Copy out only the stretch of items from the line containing "Find the rear spoiler" through the line containing "x=11, y=222". Replace "exhaust pipe" with "tailpipe" and leave every other part unchanged.

Stored rows →
** BEGIN **

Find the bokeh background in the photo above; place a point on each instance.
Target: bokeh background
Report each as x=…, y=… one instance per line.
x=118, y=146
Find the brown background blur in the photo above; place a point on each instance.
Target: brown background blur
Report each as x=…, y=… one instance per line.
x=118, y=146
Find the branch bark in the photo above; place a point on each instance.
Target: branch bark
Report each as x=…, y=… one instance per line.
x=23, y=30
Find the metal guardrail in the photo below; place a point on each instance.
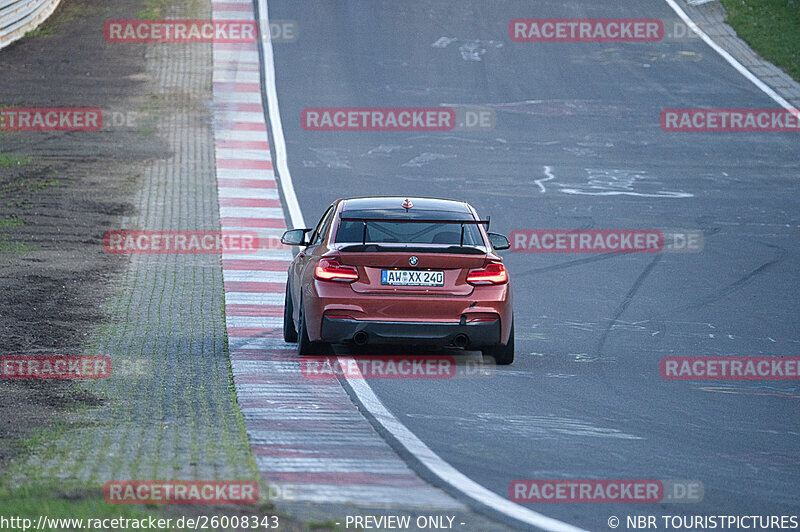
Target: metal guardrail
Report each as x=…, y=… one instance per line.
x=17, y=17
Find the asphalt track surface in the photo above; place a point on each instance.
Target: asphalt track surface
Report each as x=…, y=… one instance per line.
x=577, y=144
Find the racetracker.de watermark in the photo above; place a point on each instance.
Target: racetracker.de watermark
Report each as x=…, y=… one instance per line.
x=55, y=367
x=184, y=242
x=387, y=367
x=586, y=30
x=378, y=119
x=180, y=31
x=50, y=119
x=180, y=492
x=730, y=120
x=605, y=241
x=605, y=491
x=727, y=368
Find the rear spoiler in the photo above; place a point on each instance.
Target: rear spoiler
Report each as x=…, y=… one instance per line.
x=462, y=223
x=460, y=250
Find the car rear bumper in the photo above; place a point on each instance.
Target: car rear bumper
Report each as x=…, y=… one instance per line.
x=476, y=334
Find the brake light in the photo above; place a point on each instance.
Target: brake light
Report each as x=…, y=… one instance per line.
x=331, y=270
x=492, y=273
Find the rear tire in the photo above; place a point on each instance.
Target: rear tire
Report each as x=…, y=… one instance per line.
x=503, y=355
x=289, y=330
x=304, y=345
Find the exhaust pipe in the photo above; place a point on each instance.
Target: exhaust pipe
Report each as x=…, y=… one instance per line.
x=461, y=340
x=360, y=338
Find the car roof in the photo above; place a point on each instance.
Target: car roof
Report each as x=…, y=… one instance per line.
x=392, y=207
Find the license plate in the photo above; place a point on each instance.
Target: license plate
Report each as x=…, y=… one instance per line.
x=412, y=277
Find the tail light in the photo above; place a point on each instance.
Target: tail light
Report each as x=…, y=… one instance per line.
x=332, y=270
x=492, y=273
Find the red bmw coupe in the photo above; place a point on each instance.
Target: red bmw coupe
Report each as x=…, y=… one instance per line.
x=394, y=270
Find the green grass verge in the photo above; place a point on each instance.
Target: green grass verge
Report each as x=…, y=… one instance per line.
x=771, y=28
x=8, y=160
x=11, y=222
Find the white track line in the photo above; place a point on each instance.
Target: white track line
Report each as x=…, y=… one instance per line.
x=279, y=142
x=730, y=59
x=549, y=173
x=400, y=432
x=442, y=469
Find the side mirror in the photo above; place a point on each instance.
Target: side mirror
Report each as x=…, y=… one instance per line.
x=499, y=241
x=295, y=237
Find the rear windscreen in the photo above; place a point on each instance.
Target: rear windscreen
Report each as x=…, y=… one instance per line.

** END **

Completed task →
Find the rear spoiler in the photo above; place a point on each instance.
Target: rear spoiler
Report each as x=…, y=… one instance per line.
x=462, y=223
x=460, y=250
Find the car rear bumper in the photo above; place a point on each instance.
Target: car rear bumper
Report each as x=…, y=… one instance per line.
x=476, y=334
Find the brake light in the photo above; place a point on each instance.
Target: brake light
Report each as x=…, y=… one instance per line.
x=331, y=270
x=492, y=273
Find the rear tire in the photo above; place a point on each instance.
Target: rear tire
Report each as x=…, y=… one instance per line.
x=503, y=355
x=289, y=330
x=304, y=345
Find the tailpipe in the photo above; place a point on each instance.
Target: tailpipe
Report each as x=…, y=… one instance per line.
x=461, y=340
x=360, y=338
Find the car roof in the photo above; place a point on each instance.
Target: car roof
Report each as x=…, y=… one instance per line.
x=392, y=207
Find the license plate in the photo above; place a point on each instance.
Target: license plate
Report each as x=…, y=… one instance per line.
x=412, y=277
Find the tail light in the photo above; place a point on each instance.
Target: tail light
Report each as x=…, y=… one instance per line.
x=332, y=270
x=492, y=273
Find the red bmw coupe in the photo above; place a point on each instance.
Target: red bmw coupe
Report each as x=…, y=… one instance per line.
x=394, y=270
Find the green grass verge in the photo above; place a point on each instance.
Target: green grass verge
Report each as x=…, y=… one instance per line.
x=771, y=28
x=8, y=160
x=11, y=222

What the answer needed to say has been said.